Natural-language object grounding data
§ §
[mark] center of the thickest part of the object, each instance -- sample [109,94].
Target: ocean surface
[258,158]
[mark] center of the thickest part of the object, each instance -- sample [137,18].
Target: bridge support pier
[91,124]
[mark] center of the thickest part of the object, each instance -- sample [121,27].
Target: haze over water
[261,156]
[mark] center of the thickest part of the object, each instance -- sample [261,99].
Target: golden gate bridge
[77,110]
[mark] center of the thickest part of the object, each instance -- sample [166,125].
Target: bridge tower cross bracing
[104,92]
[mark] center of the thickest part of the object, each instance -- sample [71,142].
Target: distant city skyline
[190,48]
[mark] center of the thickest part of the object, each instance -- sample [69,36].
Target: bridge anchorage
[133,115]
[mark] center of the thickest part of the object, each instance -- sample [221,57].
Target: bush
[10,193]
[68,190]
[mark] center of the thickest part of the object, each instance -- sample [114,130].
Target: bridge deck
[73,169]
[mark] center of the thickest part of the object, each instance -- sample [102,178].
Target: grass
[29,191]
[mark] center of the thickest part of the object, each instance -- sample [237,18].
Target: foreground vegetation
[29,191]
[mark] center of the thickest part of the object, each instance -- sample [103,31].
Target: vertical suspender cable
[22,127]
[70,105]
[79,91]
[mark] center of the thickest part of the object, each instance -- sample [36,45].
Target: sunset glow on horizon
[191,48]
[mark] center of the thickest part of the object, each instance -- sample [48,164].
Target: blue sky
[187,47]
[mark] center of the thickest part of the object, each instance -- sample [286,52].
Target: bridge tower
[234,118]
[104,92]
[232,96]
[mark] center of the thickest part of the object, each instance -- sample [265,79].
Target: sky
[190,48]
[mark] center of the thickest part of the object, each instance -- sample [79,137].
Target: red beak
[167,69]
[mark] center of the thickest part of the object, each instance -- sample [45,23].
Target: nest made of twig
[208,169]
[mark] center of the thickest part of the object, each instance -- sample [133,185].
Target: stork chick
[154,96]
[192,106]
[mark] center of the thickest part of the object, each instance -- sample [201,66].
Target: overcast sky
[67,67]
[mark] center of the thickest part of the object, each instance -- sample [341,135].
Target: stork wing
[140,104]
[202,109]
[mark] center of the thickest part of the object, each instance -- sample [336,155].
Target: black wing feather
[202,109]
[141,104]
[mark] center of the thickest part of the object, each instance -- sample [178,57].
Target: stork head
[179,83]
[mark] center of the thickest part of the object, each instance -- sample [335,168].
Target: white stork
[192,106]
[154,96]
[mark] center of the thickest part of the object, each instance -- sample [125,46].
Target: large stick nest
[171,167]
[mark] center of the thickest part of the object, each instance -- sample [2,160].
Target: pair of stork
§ §
The requested lines run from the one with "-- sample [341,135]." through the last line of the records. Return them exactly.

## REPLY
[mark] center of the thickest part of the object, each instance -- sample [341,135].
Target: stork wing
[140,104]
[202,109]
[mark] center of the thickest part of the object, each instance -- sample [336,155].
Target: black wing feather
[202,109]
[141,104]
[mark] center of the thickest part of the object, each instance -- sample [178,57].
Target: stork head
[179,83]
[mark] center of the thickest part of the object, each instance -- sample [335,168].
Target: white stork
[192,106]
[154,96]
[mark] center of the thickest part of the object, each instance -- sample [125,46].
Target: large stick nest
[171,167]
[mark] center of the thickest part of the object, each instance -- sample [2,160].
Target: pair of stork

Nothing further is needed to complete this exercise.